## WHAT THIS TASK INVOLVES
Without the images, print all the entries below exactly as given.

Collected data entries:
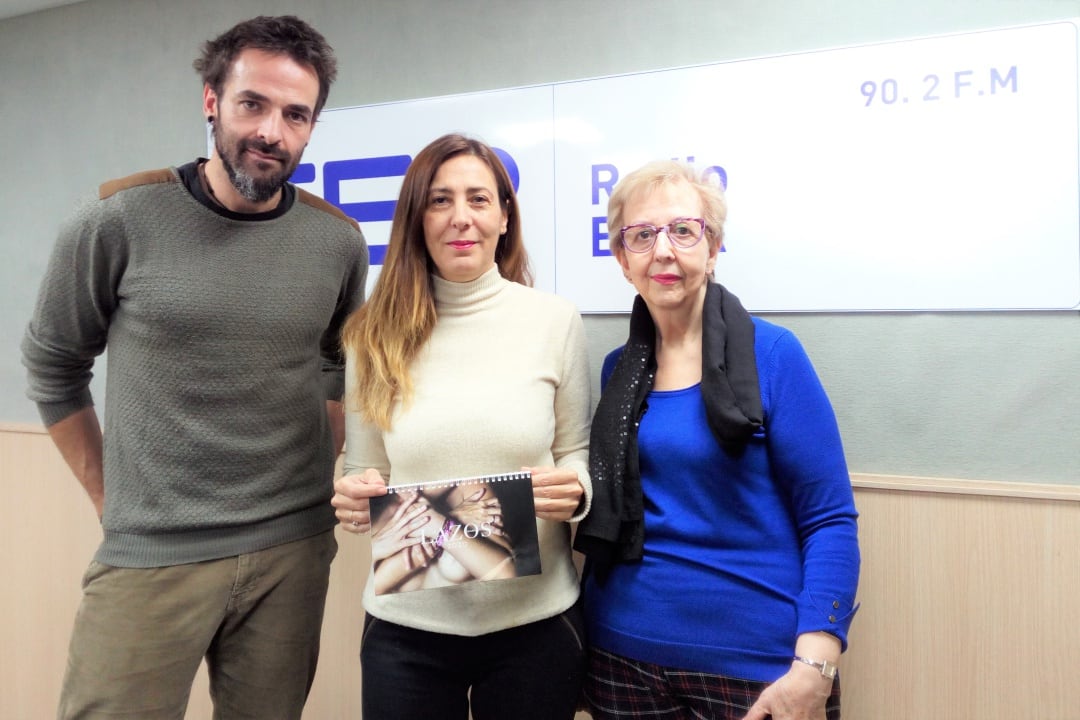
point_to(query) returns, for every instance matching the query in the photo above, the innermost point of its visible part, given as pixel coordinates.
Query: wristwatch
(826, 668)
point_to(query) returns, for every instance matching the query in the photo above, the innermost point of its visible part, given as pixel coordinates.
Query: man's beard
(256, 189)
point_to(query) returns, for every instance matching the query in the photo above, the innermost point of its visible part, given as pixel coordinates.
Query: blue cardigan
(742, 554)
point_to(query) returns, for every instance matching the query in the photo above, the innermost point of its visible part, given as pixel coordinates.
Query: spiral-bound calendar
(428, 535)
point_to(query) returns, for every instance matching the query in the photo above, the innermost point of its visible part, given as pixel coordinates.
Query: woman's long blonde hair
(385, 335)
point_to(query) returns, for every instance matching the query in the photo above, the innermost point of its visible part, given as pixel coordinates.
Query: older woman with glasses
(721, 548)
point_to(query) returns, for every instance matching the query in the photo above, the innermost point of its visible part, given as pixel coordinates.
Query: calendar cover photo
(450, 532)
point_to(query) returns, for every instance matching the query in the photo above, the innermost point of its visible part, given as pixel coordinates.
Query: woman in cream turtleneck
(458, 368)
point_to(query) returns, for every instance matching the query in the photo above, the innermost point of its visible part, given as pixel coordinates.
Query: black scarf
(613, 531)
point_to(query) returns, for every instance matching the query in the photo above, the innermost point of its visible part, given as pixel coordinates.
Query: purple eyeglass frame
(664, 228)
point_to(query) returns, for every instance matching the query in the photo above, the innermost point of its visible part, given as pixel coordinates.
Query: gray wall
(105, 87)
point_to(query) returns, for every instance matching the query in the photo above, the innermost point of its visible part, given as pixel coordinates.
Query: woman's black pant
(528, 673)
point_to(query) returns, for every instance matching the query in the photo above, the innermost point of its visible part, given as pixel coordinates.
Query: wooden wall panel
(969, 597)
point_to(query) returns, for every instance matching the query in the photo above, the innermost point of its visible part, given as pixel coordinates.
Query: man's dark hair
(285, 35)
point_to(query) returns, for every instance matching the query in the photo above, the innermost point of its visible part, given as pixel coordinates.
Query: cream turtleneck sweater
(502, 383)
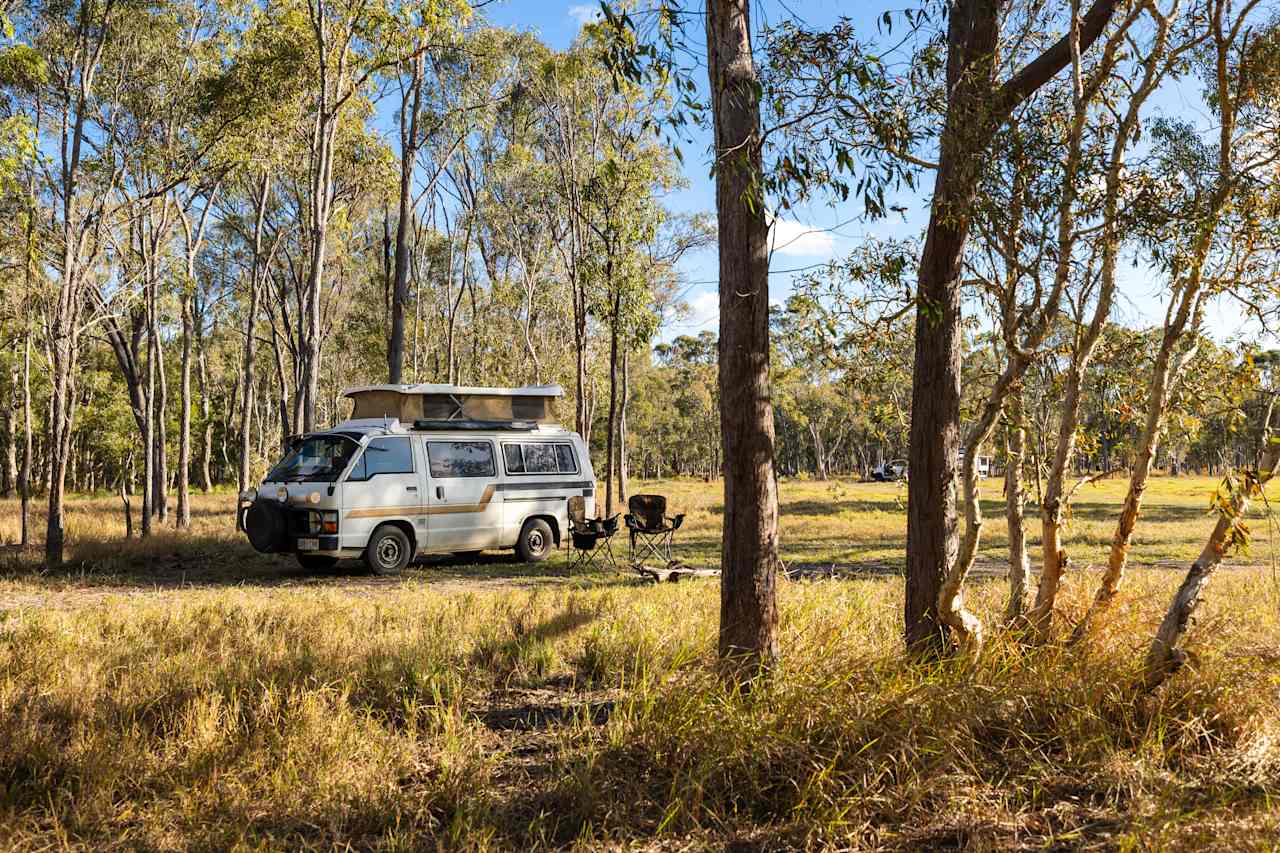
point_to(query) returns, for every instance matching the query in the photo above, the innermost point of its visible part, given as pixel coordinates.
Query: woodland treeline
(218, 215)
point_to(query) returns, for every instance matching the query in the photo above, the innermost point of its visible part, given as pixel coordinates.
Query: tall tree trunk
(206, 438)
(408, 158)
(161, 432)
(749, 550)
(183, 520)
(932, 537)
(622, 429)
(255, 284)
(149, 447)
(1055, 561)
(976, 109)
(27, 450)
(611, 423)
(9, 474)
(1015, 502)
(1182, 316)
(1164, 657)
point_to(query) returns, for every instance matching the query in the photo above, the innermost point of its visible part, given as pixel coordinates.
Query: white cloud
(584, 13)
(703, 311)
(798, 240)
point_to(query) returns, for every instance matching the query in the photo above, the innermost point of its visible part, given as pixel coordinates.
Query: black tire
(316, 562)
(264, 524)
(388, 551)
(535, 542)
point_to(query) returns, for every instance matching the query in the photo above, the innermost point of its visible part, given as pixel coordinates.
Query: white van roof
(461, 391)
(393, 427)
(428, 401)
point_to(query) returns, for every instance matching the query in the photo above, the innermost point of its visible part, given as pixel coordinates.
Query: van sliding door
(464, 502)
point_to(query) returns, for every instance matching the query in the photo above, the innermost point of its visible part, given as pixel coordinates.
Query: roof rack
(455, 402)
(449, 425)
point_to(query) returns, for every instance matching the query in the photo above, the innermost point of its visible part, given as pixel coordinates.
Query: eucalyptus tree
(80, 178)
(1219, 194)
(347, 44)
(24, 72)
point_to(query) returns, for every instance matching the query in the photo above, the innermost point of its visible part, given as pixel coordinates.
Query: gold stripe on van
(444, 509)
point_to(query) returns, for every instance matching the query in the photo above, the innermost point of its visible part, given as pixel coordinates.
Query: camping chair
(652, 529)
(588, 538)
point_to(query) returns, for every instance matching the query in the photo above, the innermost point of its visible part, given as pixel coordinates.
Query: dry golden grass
(186, 693)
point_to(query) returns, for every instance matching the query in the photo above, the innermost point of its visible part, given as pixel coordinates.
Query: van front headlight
(323, 521)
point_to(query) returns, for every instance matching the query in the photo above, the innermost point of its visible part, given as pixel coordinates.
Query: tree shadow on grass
(182, 561)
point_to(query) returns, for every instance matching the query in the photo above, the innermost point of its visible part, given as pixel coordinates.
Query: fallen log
(672, 571)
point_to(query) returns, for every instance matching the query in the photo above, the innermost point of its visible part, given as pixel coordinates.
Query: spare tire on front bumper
(266, 527)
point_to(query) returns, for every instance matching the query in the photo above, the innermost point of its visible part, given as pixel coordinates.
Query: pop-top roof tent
(439, 402)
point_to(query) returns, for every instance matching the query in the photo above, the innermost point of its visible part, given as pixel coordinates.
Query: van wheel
(388, 551)
(316, 562)
(535, 541)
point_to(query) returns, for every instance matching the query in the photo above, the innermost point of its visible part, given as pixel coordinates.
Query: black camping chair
(652, 529)
(588, 538)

## SOLUTION TO THE PROBLEM
point_to(query) returns, for every instance matching the query in the photo above, the innermost point of its visible part, given as pixel coordinates.
Query: wristwatch
(826, 668)
point_to(query) returns, for every instance matching the query in the photo above, the innermost point of its visible part, given as pixel coordinates.
Query: man's beard
(256, 189)
point_to(query) returns, for every instance matching the query in the photo above, the innermost point of its visible part, given as pixel coordinates.
Query: blue cardigan
(742, 554)
point_to(query) returns, for every instance matching the query in the photo above, the innermost point of its visible part, given as pixel coordinates.
Query: spiral-bound calendar
(428, 535)
point_to(query) returns, for every instance matching the query in the photo above, the innermost point of its visible part, given as pixel coordinates.
Query: woman's long blonde hair
(385, 335)
point_to(query) returns, for every instance matching the query in the photo above, the innermost point of its visible part, given as pixel coordinates.
Query: older woman with glasses
(721, 548)
point_to(query) returns, for every instance matching the query in the photo above, the innermost point of its visible part, given as pixel coordinates.
Query: calendar cover photo
(450, 532)
point_to(query) returns, for every instance matching the query in the photo above, the innermost point of its visible part, given as pixel coordinates.
Query: woman in cream turtleneck
(458, 368)
point_to(query) returns, for every instance matching the query in the photo above, the innermost point of its visible part, given as pixel coordinates.
Query: black scarf
(613, 531)
point_to(query) returns, for every instance matching the query in the photo above, the innermost point of its visible part, given as pixel coordinates.
Query: purple eyeglass frame
(664, 228)
point_to(query) returns, for every instance matching the query in the photo above, the innermost point of its visible part, given as pixel coordinates.
Query: gray wall
(105, 87)
point_to(query) returns, for every instance matching the query in the photo above, the innermost point of its visible part, given as pixel coordinates.
Query: woman's black pant
(528, 673)
point_to(query) returns, for every instance matching the query in the photo above, the innermost point of its visible part, given as pixel coordinates.
Query: wooden wall panel
(969, 597)
point_to(query) returns, for every instance matching the query in the photo above, the innermost point of its visible part, given as pixel coordinates.
Query: man's dark hair
(285, 35)
point_to(query) returns, for every instance matching the query in the photo above, the innermost point of its visible part, given as pixel coordinates.
Query: cream turtleneck sweater
(502, 383)
point_to(query) returns, for every instance matching the query in the photo above, the innermost point of its visible part, given as pixel coordinates.
Query: woodland treeline
(218, 215)
point_to(query) returns, for every instance matching the query in the photo above, the innermost point of its visible part, given as pixel coordinates.
Query: tall tree trunk
(206, 438)
(408, 158)
(161, 432)
(749, 550)
(183, 520)
(932, 537)
(622, 429)
(255, 284)
(149, 447)
(1055, 561)
(976, 109)
(27, 450)
(611, 423)
(9, 474)
(1015, 502)
(1182, 316)
(1164, 657)
point_to(query) returns, for every instance matching the query in the photo above, the innermost point of its visible part, given as pixel coordinates.
Query: white cloud
(584, 13)
(703, 311)
(798, 240)
point_to(query) returns, for every instance matching the query in the photo above, the innermost point of its visible part, given as pixel coordinates.
Query: black tire
(316, 562)
(264, 524)
(388, 551)
(535, 542)
point_to(query) returns, for every instance matching the query in the photo above, the innermost point of its visible part, given as pixel coordinates.
Query: white van roof
(461, 391)
(393, 427)
(428, 401)
point_to(query) returns, for every instance matching the query in the photo above, the innermost point of its visible part, given as pixel coordinates.
Query: van sliding door
(464, 502)
point_to(query) returns, for every instance matching the query in the photo above, the innermost point of its visible part, given as pixel coordinates.
Query: roof rack
(455, 402)
(449, 425)
point_to(query) returns, for every instance matching the query in the photo above, the innermost point of its visible part, given as pixel coordinates.
Query: eucalyptus tree
(80, 178)
(1219, 194)
(347, 44)
(24, 72)
point_to(query) returns, for every instance matching the query in the photo above, the innermost point of its visible part, given as pixel coordinates.
Query: gold stripe on van
(444, 509)
point_to(query) returns, for every instance matching the query in the photo above, the innermost point of its visible part, given as pixel coordinates.
Query: camping chair
(652, 529)
(588, 538)
point_to(query) returns, for every instance matching the query in the photo above, the innermost point of its visible part, given as pixel coordinates.
Query: dry golden grass
(186, 693)
point_to(query) returns, for every instance matching the query in the photo above, the innermost point of its visible part, given as pixel coordinates.
Query: van front headlight
(323, 521)
point_to(query) returns, for every instance matching the query in the photo above, the innermost point of its visible part, given as pixel coordinates.
Query: tree shadow on grass
(182, 561)
point_to(query) returns, for every instance matching the query in the photo above, the innermost point of its visible part, given as pixel coordinates.
Query: fallen log
(672, 571)
point_to(query) returns, for every instance matching the query in the photo above, the innermost point of its visible part, given as pixel coordinates.
Query: spare tire on front bumper
(266, 527)
point_to(query) returns, for every instance matching the query in the photo above, the innermost point of its visible part, given as pixel coordinates.
Query: pop-top roof tent
(439, 402)
point_to(query) returns, for every instance matching the query in the photo above, the innermost point of its visible part, given as pixel coordinates.
Query: van wheel
(388, 551)
(316, 562)
(535, 541)
point_to(query) returns, for every instance matching the query in the photo above, the innermost point of its visible part, given as pixel coordinates.
Query: black camping chair
(652, 529)
(588, 538)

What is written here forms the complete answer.